§ Zu erledigende Aufgaben
1. Schreib aus der Buchbesprechung den Abschnitt von „Die Methodologie zeigt“ bis einschließlich „zur Organisationsontologie führt.“ wortgetreu ab.
2. Ersetze in allen Datensätzen „point on each instance“ durch „point inside each instance“ und gib die Zeilen sonst unverändert wieder. Lass die Bilder dabei weg.

§ Textauszug zum Lesen
__________
Das vorliegende Buch von Christian Krijnen sollte nicht nur einem philosophisch vorgebildeten Leser dienen, der ein fachliches Interesse an der Sozialontologie hat, sondern auch Theoretikern der Organisationstheorie eine Grundlage für ihre Forschung bieten. Durch die Prüfung und Erweiterung der Grundbegriffe der Organisationstheorie wird der Horizont außerphilosophischer Forschrung erweitert. Deshalb ist das Buch auch eine gute Lektüre für Soziologen, die sich mit dem Problem der Organisation in der modernen Gesellschaft beschäftigen.
Die Methodologie zeigt in ihrem Problemzugang einen historischen Ansatz und ergiebige phänomenologische Beobachtungen. Der Autor bringt uns durch eine methodisch korrekte und reiche komparative Analyse auf eine neue Lesart der idealistischen Philosophie Hegels und der kantischen Transzendentalphilosophie um einen phänomenologischen Begriff der Organisation aufzubauen. Aber die Intention des Autors war nicht nur den Organisationsbegriff zu determinieren, seine Gültigkeit herauszufinden, sondern auch ein phänomenologisches Konzept der Organisation zu skizzieren. Die historische Übersicht über frühere Organisationstheorien war eine notwendige Einleitung, die uns von der Organisationstheorie zur Organisationsontologie führt.
__________
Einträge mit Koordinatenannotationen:
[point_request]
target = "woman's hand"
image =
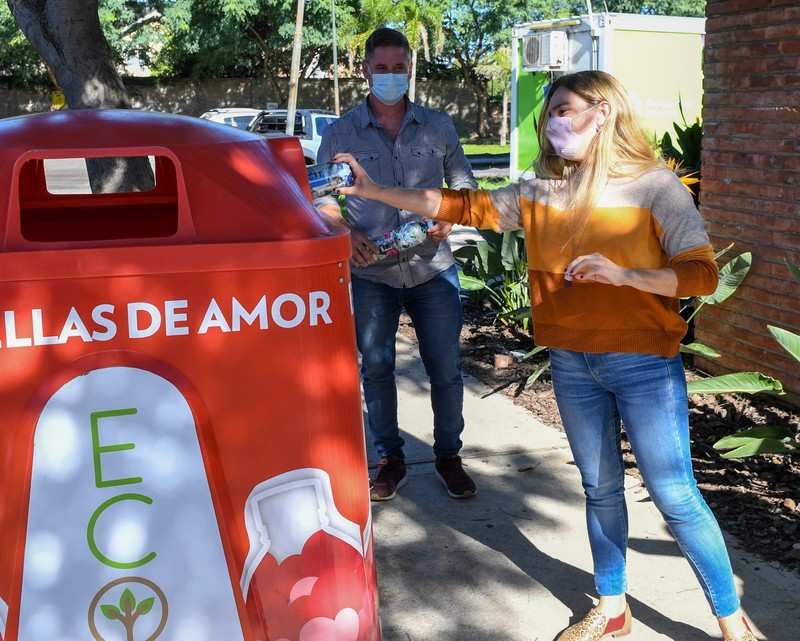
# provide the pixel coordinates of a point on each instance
(596, 268)
(363, 186)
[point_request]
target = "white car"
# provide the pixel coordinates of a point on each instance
(239, 117)
(308, 127)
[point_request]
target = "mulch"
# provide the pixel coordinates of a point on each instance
(757, 500)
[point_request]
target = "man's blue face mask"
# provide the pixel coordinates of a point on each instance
(389, 88)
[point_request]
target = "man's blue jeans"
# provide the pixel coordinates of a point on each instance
(595, 391)
(435, 309)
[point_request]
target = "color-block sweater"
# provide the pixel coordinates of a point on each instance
(646, 222)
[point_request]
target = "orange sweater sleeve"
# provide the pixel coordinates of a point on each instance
(497, 209)
(473, 208)
(696, 270)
__________
§ Die Antworten
1.
Die Methodologie zeigt in ihrem Problemzugang einen historischen Ansatz und ergiebige phänomenologische Beobachtungen. Der Autor bringt uns durch eine methodisch korrekte und reiche komparative Analyse auf eine neue Lesart der idealistischen Philosophie Hegels und der kantischen Transzendentalphilosophie um einen phänomenologischen Begriff der Organisation aufzubauen. Aber die Intention des Autors war nicht nur den Organisationsbegriff zu determinieren, seine Gültigkeit herauszufinden, sondern auch ein phänomenologisches Konzept der Organisation zu skizzieren. Die historische Übersicht über frühere Organisationstheorien war eine notwendige Einleitung, die uns von der Organisationstheorie zur Organisationsontologie führt.

2.
[point_request]
target = "woman's hand"
image =
# provide the pixel coordinates of a point inside each instance
(596, 268)
(363, 186)
[point_request]
target = "white car"
# provide the pixel coordinates of a point inside each instance
(239, 117)
(308, 127)
[point_request]
target = "mulch"
# provide the pixel coordinates of a point inside each instance
(757, 500)
[point_request]
target = "man's blue face mask"
# provide the pixel coordinates of a point inside each instance
(389, 88)
[point_request]
target = "man's blue jeans"
# provide the pixel coordinates of a point inside each instance
(595, 391)
(435, 309)
[point_request]
target = "color-block sweater"
# provide the pixel coordinates of a point inside each instance
(646, 222)
[point_request]
target = "orange sweater sleeve"
# provide the pixel coordinates of a point inside each instance
(497, 209)
(473, 208)
(696, 270)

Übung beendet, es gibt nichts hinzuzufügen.